→ **Set problem**
Reproduce the entries from the line containing "Could you kindly segment every instance of the **sleeve**?" through the end of the entries, requests included. Multiply every polygon coordinate in the answers by 0.6 and round each result to a whole number, rounding halves up.

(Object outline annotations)
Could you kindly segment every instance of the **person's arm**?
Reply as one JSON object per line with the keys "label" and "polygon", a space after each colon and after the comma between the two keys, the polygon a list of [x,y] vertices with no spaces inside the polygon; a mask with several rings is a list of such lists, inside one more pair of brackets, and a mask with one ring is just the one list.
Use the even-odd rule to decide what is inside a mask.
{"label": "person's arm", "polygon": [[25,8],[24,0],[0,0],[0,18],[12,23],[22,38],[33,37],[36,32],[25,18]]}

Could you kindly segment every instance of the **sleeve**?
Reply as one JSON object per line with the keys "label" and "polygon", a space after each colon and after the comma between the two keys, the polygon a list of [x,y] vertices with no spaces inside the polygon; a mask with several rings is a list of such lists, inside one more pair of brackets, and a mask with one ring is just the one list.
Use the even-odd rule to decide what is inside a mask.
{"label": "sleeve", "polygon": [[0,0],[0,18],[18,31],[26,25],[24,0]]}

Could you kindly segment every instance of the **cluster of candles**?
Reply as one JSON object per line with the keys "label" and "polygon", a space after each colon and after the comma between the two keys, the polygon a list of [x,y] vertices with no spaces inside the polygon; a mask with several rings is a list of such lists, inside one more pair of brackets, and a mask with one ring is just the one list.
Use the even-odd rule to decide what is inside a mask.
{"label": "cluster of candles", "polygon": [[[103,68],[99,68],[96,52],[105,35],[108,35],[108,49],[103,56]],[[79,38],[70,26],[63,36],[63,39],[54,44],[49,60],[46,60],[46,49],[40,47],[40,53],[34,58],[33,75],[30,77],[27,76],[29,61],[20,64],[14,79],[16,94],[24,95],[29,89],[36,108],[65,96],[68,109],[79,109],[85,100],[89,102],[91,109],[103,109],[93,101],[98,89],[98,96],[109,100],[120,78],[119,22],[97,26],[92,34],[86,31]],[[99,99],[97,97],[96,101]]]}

→ **Finished task**
Could you kindly segment every instance of the **sleeve**?
Reply as one JSON object per line with the keys "label" and "polygon", a space after each colon and after the comma between the two keys, the polygon a list of [x,y] vertices with no spaces inside the polygon; a mask with several rings is a list of such lists, inside one more pair of brackets, and a mask with one ring is just the one list.
Use the even-odd rule to decide what is inside a mask.
{"label": "sleeve", "polygon": [[0,0],[0,11],[11,19],[16,15],[14,0]]}

Could you kindly segment every instance of the **cluster of candles**?
Reply as one JSON object per line with the keys "label" and "polygon", a space after each colon and after the comma between the two keys, the polygon a list of [x,y] vertices with no spaces inside the polygon; a mask with several rings is a list of such lists, inside one more pair of brackets, and a mask with one ring is just the one list.
Use the even-odd rule to decide what is inside a mask.
{"label": "cluster of candles", "polygon": [[[62,41],[59,41],[58,31],[63,21],[65,21],[65,29],[62,34]],[[47,23],[42,16],[38,22],[38,23],[32,26],[29,36],[28,36],[28,29],[24,28],[24,32],[20,35],[20,45],[18,46],[16,46],[17,37],[12,38],[8,47],[10,56],[14,57],[17,53],[22,65],[39,58],[41,65],[47,65],[51,60],[53,61],[55,65],[62,65],[56,61],[59,53],[59,58],[65,60],[72,47],[71,13],[58,16],[55,20],[52,19]],[[59,59],[58,58],[58,61]]]}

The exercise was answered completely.